## TASKS:
**1)** The blog text calls the writer's mum three things when describing how she can be. List them.
**2)** Carry the blog text about family news and knitting forward, starting right after its final sentence.

## TEXT EXCERPT:
<<<<
Wednesday, December 10, 2014

A bit going on

I've been a bit distracted lately, because my mum's health has been a bit of a worry. She's just spent the last few days in hospital, which frankly was a relief because that followed several days of her feeling miserable and very tired. Being at hospital meant we didn't have to worry so much about her.

Now that her discharge from hospital is imminent, my bro and I will have to figure out how to ensure that she gets all the support she needs without driving anyone insane. Seriously, she can be a terrible grump, bossy and an extreme micro-manager.

A place at her retirement village of choice became free, but the prices have all gone up so that the cost of a studio there is only slightly less than my whole house is worth - and that's not including the weekly fees and others besides. So we have to look around to see if anything comparable (and not to far from us) is available that is more affordable.

On a more pleasant note, I was able to attend my work Christmas do. We had an Amazing Race type of thing at the Botanic Gardens, and spent a good couple of hours walking about the place, trying to find clues and taking many selfies. We took more selfies yesterday than I have ever taken before that day, or ever will after that day. After lunch we had the Secret Santa gifts. Mine was a set of six handmade fridge magnets, made using a variety of surprisingly attractive recycled objects. Honestly it was the best Secret Santa present I have ever received. Thank you Santa!

Tuesday, November 11, 2014

It turns out that something which keeps your neck and shoulders warm is a capelet

I was thinking that it would be nice to knit an accessory that keeps your neck and shoulders warm - like a well-placed shawl (but which doesn't blow off in the wind) or well-shaped cowl (which covers your shoulders).
>>>>
## SUPPLIED MATERIAL:
<<<<
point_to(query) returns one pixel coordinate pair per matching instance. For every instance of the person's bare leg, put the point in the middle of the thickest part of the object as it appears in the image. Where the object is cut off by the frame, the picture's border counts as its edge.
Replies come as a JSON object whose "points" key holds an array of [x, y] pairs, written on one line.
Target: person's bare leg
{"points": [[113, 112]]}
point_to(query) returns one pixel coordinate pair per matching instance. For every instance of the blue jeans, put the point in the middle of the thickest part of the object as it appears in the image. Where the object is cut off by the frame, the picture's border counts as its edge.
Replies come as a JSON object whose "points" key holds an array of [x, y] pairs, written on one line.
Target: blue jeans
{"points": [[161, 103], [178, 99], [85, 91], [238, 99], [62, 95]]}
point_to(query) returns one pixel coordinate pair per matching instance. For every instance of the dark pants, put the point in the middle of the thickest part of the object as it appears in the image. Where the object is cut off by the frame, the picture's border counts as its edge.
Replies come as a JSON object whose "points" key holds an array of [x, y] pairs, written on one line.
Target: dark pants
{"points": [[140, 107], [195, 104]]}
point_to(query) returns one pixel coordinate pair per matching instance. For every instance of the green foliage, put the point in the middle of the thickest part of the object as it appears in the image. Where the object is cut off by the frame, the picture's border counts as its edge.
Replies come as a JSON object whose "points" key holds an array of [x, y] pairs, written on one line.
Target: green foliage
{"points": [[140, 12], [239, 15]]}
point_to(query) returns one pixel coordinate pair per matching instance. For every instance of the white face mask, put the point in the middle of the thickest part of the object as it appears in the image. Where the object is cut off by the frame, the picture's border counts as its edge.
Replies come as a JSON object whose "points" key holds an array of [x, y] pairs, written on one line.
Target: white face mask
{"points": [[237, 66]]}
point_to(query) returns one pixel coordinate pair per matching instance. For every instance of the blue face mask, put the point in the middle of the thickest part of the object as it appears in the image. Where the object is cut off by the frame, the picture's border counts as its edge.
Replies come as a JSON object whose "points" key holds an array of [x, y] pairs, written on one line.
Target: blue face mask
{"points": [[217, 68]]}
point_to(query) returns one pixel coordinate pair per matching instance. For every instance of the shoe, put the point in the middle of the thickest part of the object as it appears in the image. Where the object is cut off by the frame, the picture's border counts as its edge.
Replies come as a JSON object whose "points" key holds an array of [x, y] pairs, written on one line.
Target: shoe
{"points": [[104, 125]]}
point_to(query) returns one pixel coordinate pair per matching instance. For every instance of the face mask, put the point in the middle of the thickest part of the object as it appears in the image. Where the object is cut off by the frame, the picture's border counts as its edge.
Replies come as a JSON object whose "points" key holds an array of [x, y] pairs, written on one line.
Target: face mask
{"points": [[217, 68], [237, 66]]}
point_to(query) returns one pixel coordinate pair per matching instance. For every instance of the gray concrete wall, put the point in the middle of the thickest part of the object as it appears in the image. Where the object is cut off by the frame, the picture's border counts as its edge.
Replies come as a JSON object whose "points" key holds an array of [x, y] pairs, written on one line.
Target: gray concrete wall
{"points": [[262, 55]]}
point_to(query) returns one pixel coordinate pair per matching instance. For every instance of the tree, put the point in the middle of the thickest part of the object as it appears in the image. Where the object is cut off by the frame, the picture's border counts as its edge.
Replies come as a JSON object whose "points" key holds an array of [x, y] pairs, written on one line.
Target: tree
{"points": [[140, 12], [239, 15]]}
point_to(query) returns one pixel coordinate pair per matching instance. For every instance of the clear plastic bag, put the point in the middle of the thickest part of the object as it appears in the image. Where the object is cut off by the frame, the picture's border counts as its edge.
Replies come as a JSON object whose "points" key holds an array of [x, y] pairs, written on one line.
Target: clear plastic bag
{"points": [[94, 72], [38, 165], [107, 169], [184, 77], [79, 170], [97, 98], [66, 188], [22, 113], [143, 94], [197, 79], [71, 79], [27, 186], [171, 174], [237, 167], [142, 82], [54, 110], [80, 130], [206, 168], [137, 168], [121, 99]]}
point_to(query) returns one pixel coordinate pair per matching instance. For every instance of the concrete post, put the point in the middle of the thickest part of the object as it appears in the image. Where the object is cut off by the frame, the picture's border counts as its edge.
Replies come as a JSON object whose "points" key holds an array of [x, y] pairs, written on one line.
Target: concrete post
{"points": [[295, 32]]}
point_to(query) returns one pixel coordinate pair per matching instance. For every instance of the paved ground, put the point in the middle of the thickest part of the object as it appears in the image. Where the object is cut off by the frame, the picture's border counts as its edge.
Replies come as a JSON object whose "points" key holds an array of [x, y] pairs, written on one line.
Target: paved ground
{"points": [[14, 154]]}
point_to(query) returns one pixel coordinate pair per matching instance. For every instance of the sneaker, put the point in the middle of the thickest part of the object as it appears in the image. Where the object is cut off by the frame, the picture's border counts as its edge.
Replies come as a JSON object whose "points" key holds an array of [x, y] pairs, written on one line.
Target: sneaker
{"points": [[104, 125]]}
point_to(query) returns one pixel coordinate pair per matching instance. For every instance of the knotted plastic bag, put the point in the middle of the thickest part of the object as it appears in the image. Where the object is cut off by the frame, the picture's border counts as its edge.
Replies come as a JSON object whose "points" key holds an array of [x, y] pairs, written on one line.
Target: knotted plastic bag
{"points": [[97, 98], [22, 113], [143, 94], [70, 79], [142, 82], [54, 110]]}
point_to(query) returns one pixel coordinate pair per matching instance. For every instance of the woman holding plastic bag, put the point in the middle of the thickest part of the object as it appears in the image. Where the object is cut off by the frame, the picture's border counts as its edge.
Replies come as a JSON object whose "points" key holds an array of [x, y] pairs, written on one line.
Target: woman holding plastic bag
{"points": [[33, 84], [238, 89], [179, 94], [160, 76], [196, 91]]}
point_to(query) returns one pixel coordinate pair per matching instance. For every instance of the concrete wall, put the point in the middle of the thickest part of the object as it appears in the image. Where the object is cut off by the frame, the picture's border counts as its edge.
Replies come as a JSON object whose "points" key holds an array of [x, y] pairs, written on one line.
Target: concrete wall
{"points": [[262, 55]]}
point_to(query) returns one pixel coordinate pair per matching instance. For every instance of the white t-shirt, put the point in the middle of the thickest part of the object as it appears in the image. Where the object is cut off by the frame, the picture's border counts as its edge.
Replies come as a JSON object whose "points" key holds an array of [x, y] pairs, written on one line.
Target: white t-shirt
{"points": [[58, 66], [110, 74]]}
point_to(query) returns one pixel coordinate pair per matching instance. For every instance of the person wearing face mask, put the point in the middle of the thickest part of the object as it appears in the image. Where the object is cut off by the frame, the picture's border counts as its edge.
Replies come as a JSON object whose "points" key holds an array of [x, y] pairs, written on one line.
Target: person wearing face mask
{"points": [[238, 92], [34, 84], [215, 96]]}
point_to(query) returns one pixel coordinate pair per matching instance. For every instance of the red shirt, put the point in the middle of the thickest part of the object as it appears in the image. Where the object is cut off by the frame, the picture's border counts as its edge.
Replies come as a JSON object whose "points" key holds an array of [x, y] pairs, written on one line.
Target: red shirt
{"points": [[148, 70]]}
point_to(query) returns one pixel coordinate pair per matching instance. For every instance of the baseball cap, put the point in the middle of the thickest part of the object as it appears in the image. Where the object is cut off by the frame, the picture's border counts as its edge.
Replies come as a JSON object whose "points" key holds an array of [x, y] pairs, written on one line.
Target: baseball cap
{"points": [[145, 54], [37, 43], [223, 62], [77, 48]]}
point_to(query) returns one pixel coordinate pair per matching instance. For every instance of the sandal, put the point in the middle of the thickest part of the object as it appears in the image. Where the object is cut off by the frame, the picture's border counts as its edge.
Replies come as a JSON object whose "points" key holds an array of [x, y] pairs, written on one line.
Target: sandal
>>>>
## EXPECTED OUTPUTS:
**1)**
a terrible grump
bossy
an extreme micro-manager

**2)**
So I got out a couple of balls of yarn, looked through a bunch of knitting patterns, and decided to use a top-down pullover pattern to make it.

What I came up with is a caplet. Although if you'd asked me what I thought about making a caplet I would have laughed in your face before swinging my scarf around my neck and walking away.

So it will be interesting whether I actually get to wear this, as it's not the sort of thing I had in mind at the start. I call it the Counterfort Capelet, named after the pullover pattern.

Thursday, November 06, 2014

Spring with a dash of winter

When I finished my Hitch pullover (from Interweave Knits Winter 2014), I thought I'd be putting it away until next April or May.

But no - I put it on this afternoon and it's is just right for today's chilly temps.

Please excuse the unnatural angle. TLM was taking the photos and decided to make like a fashion photographer (yeah baby year! Now you're a monkey!) so I indulged her with a variety of non-typical poses.

Friday, October 31, 2014

Spring hat

I started this hat because I wanted a project to take to the Knit World knit-in session a while back. But I only went a couple of times because it wasn't looking promising (four people turned up the first time, three the next).

Then I got bored with making the boy's denim surf top again and decided to finish the hat instead.

It's Kiwiyarns Knits' own Cafe Hat pattern (but I stuffed up the ribbing and used different types of yarns so it's barely recognisable). Hopefully it won't be cold enough again to wear it until next autumn!

I've also posted it on Ravelry.

Vodafone gets to live after all

In case you'd had sleepless nights worrying about how my mum is doing without her only connection to the outside world (her landline phone), you'll be relieved to know that her phone was back on around midday yesterday. So you can call off the boys with the big sticks and knuckle-dusters.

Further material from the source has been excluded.